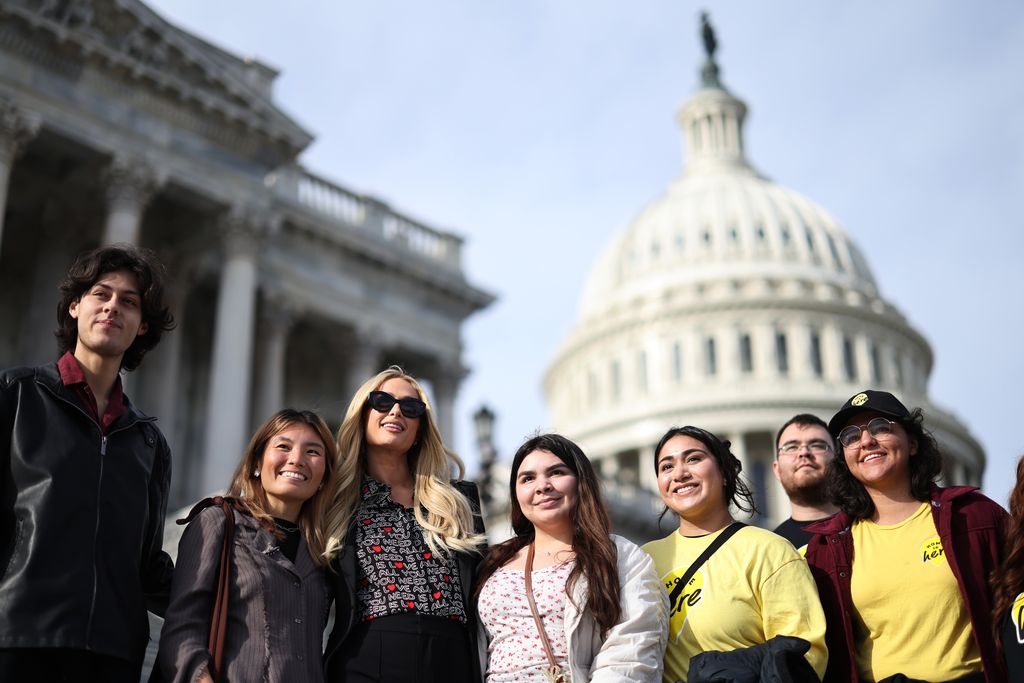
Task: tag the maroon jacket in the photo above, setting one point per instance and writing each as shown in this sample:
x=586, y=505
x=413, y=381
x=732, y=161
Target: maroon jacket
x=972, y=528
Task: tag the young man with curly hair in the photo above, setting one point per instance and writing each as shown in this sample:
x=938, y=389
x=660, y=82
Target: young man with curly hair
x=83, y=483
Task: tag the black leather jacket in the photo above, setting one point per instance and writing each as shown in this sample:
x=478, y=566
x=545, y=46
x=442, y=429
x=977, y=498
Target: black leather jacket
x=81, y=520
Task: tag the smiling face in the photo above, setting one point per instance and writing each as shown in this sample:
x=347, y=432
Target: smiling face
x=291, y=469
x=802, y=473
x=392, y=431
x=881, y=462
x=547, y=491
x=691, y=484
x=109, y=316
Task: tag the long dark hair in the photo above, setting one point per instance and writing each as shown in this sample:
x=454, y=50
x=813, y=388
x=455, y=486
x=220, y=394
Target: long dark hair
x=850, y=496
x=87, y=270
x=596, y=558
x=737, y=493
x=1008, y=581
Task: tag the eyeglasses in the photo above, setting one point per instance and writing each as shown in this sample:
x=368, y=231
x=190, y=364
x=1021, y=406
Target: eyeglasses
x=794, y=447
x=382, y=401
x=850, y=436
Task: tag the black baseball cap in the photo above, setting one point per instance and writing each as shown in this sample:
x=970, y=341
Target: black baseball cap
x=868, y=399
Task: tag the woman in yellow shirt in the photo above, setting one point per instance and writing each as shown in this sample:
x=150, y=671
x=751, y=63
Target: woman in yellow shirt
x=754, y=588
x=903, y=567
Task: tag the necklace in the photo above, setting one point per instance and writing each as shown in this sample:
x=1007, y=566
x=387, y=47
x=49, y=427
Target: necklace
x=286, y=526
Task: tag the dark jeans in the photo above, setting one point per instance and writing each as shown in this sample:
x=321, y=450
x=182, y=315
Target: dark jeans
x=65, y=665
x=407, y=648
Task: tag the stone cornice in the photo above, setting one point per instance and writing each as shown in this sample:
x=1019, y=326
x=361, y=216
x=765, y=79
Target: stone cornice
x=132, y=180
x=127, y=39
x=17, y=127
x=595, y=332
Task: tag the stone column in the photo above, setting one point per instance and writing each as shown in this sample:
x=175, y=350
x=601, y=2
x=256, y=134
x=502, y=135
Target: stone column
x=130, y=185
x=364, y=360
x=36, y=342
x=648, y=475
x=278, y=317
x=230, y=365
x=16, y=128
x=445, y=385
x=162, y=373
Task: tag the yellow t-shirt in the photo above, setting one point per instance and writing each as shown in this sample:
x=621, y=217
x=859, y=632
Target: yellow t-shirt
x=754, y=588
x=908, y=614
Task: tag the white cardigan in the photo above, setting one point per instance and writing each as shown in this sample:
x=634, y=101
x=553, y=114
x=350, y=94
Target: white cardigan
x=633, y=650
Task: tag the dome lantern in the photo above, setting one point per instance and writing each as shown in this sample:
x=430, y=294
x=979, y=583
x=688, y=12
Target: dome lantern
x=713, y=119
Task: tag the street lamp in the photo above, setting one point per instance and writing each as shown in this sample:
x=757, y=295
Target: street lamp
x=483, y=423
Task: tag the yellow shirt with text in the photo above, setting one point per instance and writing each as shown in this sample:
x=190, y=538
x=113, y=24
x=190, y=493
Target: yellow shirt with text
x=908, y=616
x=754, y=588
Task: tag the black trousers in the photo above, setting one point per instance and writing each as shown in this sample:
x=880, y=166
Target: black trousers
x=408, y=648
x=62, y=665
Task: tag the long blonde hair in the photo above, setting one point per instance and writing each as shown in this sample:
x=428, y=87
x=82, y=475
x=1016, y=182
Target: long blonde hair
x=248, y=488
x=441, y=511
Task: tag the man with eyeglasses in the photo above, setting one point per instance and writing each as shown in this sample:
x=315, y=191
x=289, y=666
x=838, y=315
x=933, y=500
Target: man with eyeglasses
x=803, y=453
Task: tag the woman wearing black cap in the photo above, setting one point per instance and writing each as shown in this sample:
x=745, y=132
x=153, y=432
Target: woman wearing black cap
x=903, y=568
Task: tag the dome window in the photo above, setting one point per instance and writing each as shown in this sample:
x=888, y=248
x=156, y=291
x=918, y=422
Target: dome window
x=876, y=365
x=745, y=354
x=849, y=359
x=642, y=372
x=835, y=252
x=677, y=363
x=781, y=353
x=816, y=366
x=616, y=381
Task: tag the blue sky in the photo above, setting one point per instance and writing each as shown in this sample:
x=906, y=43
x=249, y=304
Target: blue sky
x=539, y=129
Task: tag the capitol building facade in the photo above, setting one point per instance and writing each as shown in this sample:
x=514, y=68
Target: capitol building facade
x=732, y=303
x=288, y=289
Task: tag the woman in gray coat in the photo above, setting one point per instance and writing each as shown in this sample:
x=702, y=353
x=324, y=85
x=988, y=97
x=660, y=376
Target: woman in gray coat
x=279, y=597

* * *

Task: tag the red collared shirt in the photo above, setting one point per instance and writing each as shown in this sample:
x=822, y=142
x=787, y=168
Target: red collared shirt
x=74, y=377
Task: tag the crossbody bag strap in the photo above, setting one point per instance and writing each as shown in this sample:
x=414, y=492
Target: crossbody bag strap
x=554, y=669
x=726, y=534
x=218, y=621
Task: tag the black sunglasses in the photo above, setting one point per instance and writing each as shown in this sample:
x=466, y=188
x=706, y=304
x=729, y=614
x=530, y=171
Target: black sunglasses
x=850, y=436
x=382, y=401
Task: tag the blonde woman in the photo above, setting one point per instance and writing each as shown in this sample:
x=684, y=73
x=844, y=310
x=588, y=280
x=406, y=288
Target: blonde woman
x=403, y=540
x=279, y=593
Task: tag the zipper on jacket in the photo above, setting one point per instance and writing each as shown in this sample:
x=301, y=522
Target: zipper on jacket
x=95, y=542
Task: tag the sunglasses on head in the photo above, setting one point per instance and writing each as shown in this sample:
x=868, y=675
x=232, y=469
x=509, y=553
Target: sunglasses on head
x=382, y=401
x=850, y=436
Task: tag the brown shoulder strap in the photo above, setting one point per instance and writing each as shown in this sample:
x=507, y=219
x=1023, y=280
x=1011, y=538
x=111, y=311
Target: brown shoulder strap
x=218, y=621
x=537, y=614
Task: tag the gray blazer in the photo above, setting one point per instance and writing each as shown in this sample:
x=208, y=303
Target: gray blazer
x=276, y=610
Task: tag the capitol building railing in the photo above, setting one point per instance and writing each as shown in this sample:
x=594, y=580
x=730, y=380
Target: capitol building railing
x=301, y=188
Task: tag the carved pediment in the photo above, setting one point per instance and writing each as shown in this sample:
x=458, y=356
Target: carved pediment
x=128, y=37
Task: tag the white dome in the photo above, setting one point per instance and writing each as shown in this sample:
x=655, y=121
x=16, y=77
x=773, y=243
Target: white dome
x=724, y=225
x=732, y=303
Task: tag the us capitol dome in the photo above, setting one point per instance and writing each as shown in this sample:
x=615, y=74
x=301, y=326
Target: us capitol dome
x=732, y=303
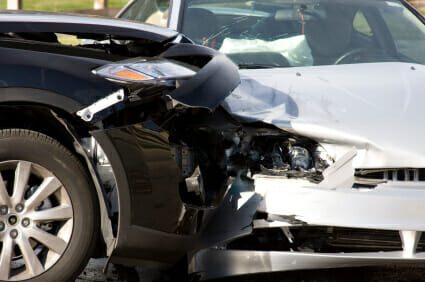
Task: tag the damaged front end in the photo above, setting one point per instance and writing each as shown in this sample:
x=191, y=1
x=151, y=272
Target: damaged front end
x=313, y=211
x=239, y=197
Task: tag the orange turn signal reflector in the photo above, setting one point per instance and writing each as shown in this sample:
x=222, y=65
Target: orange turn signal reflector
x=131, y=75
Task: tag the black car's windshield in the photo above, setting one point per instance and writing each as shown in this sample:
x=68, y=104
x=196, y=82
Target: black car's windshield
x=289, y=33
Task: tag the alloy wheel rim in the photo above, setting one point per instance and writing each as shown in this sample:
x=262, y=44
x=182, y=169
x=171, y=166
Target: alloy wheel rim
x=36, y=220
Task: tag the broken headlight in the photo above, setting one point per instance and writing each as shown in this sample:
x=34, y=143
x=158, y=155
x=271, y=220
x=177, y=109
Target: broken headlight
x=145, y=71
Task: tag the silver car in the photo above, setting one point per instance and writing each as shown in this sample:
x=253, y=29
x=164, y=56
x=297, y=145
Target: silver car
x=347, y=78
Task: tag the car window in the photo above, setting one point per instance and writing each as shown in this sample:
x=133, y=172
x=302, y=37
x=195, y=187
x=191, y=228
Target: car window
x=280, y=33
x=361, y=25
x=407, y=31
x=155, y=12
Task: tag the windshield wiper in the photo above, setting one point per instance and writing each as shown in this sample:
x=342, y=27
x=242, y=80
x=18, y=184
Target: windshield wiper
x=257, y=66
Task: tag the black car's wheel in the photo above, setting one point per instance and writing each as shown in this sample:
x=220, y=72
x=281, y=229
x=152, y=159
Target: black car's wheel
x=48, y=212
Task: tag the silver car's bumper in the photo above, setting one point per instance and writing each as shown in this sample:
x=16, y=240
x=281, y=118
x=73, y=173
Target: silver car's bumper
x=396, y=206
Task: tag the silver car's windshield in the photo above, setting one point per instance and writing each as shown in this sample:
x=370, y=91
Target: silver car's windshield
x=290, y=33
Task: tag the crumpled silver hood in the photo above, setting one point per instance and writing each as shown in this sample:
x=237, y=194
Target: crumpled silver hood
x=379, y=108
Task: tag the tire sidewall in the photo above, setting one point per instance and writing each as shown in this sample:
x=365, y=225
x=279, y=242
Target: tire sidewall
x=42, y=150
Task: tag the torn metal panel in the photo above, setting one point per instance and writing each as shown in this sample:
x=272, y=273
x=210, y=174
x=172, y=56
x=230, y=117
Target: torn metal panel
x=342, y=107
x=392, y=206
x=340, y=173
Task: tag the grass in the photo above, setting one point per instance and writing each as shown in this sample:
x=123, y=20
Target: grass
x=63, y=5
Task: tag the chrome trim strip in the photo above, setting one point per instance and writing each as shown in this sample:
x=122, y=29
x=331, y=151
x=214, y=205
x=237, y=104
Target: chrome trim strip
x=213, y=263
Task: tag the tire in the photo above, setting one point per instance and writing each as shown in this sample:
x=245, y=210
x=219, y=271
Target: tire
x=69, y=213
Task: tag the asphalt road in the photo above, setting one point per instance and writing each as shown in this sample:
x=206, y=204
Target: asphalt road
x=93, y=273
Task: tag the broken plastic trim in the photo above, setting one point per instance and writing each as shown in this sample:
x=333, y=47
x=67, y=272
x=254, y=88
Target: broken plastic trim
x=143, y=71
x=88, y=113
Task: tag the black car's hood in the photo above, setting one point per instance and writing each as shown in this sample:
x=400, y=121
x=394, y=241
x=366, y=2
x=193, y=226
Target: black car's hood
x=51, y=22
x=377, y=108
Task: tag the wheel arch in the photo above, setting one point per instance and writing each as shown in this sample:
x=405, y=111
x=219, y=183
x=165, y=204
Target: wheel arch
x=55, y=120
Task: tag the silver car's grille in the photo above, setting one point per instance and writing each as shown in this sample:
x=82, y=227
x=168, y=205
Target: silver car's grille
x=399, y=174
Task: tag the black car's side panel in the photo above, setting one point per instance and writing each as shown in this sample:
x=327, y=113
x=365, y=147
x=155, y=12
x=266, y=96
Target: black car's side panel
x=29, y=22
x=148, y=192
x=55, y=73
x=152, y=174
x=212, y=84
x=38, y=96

==

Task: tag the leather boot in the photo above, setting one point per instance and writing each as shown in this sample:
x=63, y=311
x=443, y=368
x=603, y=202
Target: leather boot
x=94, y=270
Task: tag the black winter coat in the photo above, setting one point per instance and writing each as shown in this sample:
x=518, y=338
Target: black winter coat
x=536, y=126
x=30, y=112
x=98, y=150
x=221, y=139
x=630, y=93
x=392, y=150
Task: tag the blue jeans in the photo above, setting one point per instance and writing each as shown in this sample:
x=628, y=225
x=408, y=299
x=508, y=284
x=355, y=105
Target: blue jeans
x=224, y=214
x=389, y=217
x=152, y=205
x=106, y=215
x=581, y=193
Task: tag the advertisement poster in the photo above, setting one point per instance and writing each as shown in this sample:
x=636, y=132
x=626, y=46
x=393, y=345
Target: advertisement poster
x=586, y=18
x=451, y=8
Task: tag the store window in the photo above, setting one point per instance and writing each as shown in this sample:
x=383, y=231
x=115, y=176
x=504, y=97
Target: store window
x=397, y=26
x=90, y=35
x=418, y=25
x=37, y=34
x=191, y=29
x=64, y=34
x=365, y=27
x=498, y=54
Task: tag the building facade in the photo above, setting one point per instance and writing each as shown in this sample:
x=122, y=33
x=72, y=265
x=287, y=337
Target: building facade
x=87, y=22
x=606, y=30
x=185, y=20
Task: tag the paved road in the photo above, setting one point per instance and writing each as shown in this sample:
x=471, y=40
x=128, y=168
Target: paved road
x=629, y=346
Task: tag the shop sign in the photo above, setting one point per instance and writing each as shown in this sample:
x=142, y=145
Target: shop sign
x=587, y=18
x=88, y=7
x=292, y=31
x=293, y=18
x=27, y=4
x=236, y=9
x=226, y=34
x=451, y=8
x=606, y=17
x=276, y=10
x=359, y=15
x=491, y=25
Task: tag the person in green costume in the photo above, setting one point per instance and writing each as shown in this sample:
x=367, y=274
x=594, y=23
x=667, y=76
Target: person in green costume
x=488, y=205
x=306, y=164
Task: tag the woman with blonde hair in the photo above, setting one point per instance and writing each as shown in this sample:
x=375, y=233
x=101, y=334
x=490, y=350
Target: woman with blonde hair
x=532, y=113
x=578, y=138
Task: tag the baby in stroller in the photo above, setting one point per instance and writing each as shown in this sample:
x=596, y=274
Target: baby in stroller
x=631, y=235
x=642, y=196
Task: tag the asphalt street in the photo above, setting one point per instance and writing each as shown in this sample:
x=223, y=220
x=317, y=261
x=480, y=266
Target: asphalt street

■ **Goal**
Can you write out the stretch from the line containing "Task: tag the shop" through the line containing "x=491, y=25" again, swapping "shop sign" for "store sign" and leaving everything else unchanged?

■ **Final result**
Task: tag the store sign in the photo above, setting one point per instance and writing each as shown in this sample:
x=142, y=145
Target: store sign
x=587, y=18
x=88, y=7
x=292, y=31
x=293, y=18
x=27, y=4
x=236, y=9
x=226, y=34
x=451, y=8
x=606, y=17
x=276, y=10
x=359, y=15
x=491, y=25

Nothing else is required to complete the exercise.